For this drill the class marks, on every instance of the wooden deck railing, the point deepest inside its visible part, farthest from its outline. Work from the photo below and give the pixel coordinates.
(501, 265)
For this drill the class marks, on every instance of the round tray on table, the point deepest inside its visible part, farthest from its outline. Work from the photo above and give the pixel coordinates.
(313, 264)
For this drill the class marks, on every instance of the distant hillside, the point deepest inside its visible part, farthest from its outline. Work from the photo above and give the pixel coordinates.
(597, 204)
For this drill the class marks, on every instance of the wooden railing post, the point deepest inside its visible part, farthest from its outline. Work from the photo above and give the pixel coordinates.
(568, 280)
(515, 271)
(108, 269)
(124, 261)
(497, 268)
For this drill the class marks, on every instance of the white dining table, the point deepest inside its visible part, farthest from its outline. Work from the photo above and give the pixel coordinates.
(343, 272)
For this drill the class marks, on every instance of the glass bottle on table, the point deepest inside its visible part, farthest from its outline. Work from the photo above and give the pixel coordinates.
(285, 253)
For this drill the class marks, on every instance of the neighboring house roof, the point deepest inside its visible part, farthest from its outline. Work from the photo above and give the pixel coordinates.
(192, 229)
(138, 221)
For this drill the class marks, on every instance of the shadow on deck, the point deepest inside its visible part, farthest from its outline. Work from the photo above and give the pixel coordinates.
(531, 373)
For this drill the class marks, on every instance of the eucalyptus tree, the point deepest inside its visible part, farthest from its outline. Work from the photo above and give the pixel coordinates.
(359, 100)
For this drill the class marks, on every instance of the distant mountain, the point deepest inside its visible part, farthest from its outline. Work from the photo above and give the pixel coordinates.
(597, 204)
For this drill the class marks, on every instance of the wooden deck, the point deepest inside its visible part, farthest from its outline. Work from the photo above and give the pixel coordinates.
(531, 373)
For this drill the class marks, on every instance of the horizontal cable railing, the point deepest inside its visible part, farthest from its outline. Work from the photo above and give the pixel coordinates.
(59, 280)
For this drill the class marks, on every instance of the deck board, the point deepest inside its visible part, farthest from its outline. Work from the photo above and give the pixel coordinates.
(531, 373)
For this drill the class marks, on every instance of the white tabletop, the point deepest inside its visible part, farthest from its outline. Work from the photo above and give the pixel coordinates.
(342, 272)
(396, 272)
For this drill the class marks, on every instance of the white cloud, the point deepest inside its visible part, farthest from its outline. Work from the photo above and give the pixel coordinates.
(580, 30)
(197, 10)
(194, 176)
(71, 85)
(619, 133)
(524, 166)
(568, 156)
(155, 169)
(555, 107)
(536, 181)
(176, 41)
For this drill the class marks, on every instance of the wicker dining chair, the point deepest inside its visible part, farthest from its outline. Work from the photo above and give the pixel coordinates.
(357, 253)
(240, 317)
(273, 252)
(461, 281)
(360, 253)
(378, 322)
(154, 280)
####
WORK TO COMPLETE:
Please copy the listing again from the line with "wooden deck, the" through the end of the listing, both ends included, and include every request line unchanged. Scale each coordinate in the answers by 1.35 and round it to a whole number, with halves rounding up.

WRITTEN SOLUTION:
For this drill the class marks, on every instance of the wooden deck, the point deepest inside its visible part, farthest from its outline. Work from the photo above and give the pixel coordinates.
(717, 504)
For this drill the class marks, on every instance of the horizontal cable railing, the point deepest inside its visible part, farthest from its outline. Work from the photo above and give the pixel coordinates.
(80, 378)
For this drill the class marks, on every instance of the deck board, the point deepest inside its visible part, farthest from its outline. Work from the photo above and give the pixel coordinates.
(717, 504)
For this drill the class marks, on every instance of the white tabletop, the point deepest inside its visible part, farthest from its outline. Work from the photo above and give the pixel coordinates.
(462, 367)
(535, 367)
For this drill the class marks, on every instance of the white cloud, the point deepest inside its visible part, farthest from its outline. Work from the photo above and give the pixel coordinates.
(783, 41)
(266, 14)
(262, 238)
(96, 115)
(836, 180)
(707, 224)
(767, 211)
(209, 228)
(749, 144)
(724, 244)
(238, 55)
For this drill the class marks, on every instance of the wicker dining chair, the point deepest inside its visible part, farthest from its outline. Work from the photo above and give the pixel coordinates.
(482, 342)
(324, 428)
(369, 340)
(622, 379)
(486, 342)
(510, 435)
(208, 378)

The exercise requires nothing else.